* [Requirement]: Return the passage of the diabetic socks text that lies between "Foot moisture is" and "problems to develop.", inclusive, copied word for word.
Text for analysis Block Start
Foot moisture is the natural enemy of every diabetes patient. A wet foot increases the likelihood of blister formation and fungal infection. These are problems that diabetes patients may not be able to notice right away with the limited sense of feeling in their extremities. This can allow infections to fester, potentially requiring amputation or worse, when they are finally discovered. Thankfully, diabetic socks can reduce the amount of moisture present in the foot, in turn lowering the odds for these potentially serious problems to develop.
While working out, each foot can accumulate one pint of moisture. Not all of it is actually produced by the foot, as gravity causes sweat from the rest of the body to pool at the feet. Still, that is a lot of sweat to contend with. No matter how high quality a pair of socks are, there is no way they can absorb it all. That is why the best diabetic socks are designed to let your feet breathe. Socks for diabetics also allow moisture to evaporate through the sock so that the foot does not remain wet. This is called moisture wicking.
Some materials allow moisture wicking more readily than others. For example, cotton fiber swells up significantly when it becomes wet, creating an obstacle to any moisture trying to escape. Wool is slightly better, as it swells up a third less than cotton. These swollen fibers limit the air spaces available for evaporation to take place, retaining more water as a result. Diabetes patients cannot afford any significant obstacles to moisture wicking. The synthetic fibers typically used in diabetic socks swell up slightly when wet, creating the best possible environment for efficient water evaporation and moisture wicking.
In addition to the above, socks contain both hydrophilic and hydrophobic fibers to promote the evaporation of water. Both terms are defined by the behavior of water on a flat surface. If a water droplet expands to cover a lot of the surface it is exposed to, the surface is said to be hydrophilic, or water loving. If the droplet instead forms a sphere that makes as little contact with the surface as possible, the surface is hydrophobic, or water fearing. Hydrophilic fibers guide water to the edges of the sock, where hydrophobic fibers encourage it to leave via evaporation. A completely hydrophobic material would trap moisture inside the socks. The best composition for diabetic socks is a mix of both types of fibers. Ones that allow moisture to pass through without retaining it in the way socks made exclusively with cotton fibers do. Retained water causes the swelling discussed above.
Text for analysis Block End
Dataset extract Block Start
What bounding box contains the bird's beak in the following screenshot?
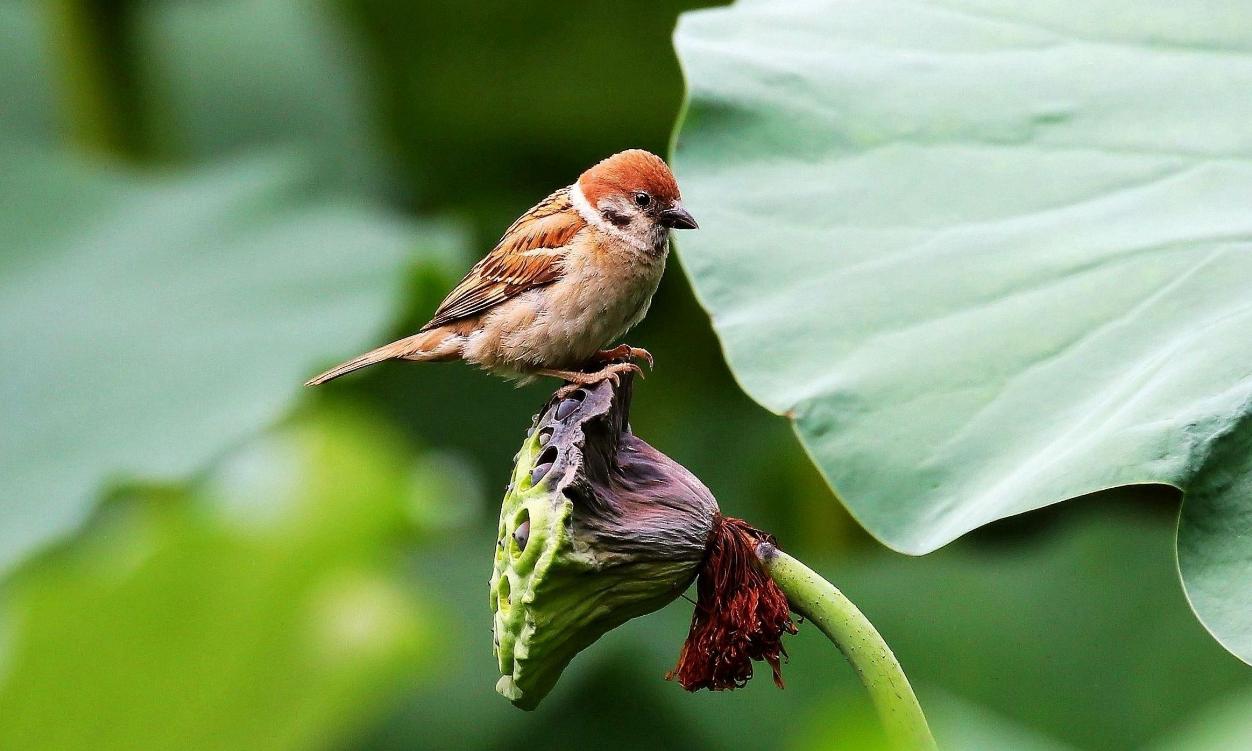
[661,204,700,229]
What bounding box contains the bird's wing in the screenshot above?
[422,188,587,330]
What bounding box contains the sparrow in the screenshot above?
[305,149,697,389]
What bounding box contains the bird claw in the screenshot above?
[596,344,656,370]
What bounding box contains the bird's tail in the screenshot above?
[304,327,458,386]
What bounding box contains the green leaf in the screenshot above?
[0,142,460,572]
[0,413,442,751]
[676,0,1252,660]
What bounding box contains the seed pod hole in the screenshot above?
[531,446,557,486]
[556,389,587,419]
[496,573,513,611]
[513,508,531,556]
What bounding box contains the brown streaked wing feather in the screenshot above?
[422,188,587,330]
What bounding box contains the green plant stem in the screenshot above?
[756,543,936,751]
[45,0,146,160]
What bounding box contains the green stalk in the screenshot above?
[45,0,148,160]
[756,543,938,751]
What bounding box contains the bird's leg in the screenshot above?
[592,344,655,370]
[535,363,644,399]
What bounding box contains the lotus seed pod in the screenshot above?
[491,376,720,710]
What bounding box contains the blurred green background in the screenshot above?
[0,0,1252,751]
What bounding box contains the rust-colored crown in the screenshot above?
[578,149,680,205]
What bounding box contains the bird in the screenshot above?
[305,149,699,391]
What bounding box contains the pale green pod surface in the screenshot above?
[491,377,717,710]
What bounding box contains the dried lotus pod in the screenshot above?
[491,376,795,710]
[491,376,717,710]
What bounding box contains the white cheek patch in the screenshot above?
[570,183,651,250]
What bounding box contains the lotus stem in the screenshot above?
[756,542,938,751]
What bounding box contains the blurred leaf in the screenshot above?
[1148,691,1252,751]
[336,0,710,207]
[0,416,440,751]
[139,0,383,192]
[0,0,58,140]
[677,0,1252,660]
[0,140,463,571]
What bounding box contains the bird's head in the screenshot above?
[577,149,699,249]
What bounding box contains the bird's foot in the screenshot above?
[593,344,656,370]
[536,363,644,399]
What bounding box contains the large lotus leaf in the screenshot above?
[676,0,1252,660]
[0,142,460,571]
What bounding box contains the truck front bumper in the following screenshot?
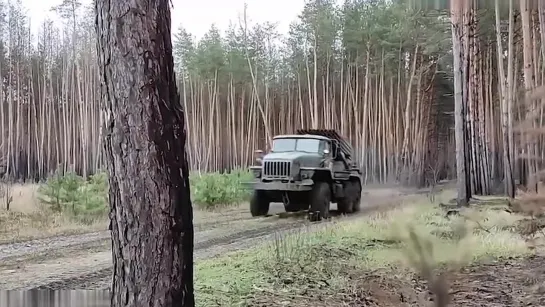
[243,179,314,192]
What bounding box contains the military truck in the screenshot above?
[246,129,362,221]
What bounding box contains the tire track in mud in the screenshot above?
[0,212,251,267]
[19,193,414,290]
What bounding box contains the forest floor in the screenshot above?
[0,184,545,307]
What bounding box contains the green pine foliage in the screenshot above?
[38,169,252,217]
[38,172,108,223]
[189,169,253,209]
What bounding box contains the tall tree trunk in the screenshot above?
[96,0,195,307]
[451,1,471,205]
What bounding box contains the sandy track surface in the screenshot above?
[0,188,416,290]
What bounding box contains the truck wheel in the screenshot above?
[337,181,356,214]
[352,181,361,212]
[250,190,270,217]
[309,182,331,221]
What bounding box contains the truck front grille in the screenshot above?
[263,161,291,178]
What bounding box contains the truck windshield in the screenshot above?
[272,138,325,153]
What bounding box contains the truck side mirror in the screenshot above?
[254,149,263,165]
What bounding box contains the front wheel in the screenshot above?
[250,190,270,217]
[309,182,331,221]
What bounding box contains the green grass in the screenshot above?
[196,193,530,306]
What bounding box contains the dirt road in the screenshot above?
[0,188,415,290]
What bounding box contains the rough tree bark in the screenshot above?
[96,0,194,307]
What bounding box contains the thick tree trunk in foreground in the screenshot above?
[96,0,194,307]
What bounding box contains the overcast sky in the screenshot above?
[22,0,305,38]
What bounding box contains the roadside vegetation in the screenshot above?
[196,191,533,306]
[0,169,252,243]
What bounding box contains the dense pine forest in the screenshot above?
[0,0,545,194]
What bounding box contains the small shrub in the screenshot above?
[38,173,108,223]
[189,169,252,209]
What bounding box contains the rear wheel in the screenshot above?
[308,182,331,221]
[352,181,361,212]
[250,190,270,217]
[337,181,356,214]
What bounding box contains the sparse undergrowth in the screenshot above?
[189,169,253,210]
[0,170,252,243]
[196,193,531,306]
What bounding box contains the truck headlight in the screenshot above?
[301,170,314,179]
[252,167,261,178]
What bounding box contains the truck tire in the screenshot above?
[352,181,361,212]
[309,182,331,222]
[337,181,356,214]
[250,190,271,217]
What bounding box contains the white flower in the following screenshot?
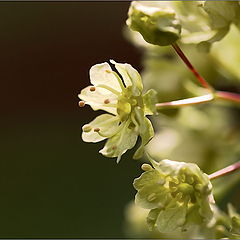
[79,60,155,162]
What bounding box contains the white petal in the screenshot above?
[89,63,122,92]
[78,86,117,115]
[82,114,120,142]
[110,60,143,96]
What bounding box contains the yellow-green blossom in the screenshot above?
Dataset extract Block End
* [Output]:
Foot moisture is the natural enemy of every diabetes patient. A wet foot increases the likelihood of blister formation and fungal infection. These are problems that diabetes patients may not be able to notice right away with the limited sense of feeling in their extremities. This can allow infections to fester, potentially requiring amputation or worse, when they are finally discovered. Thankfully, diabetic socks can reduce the amount of moisture present in the foot, in turn lowering the odds for these potentially serious problems to develop.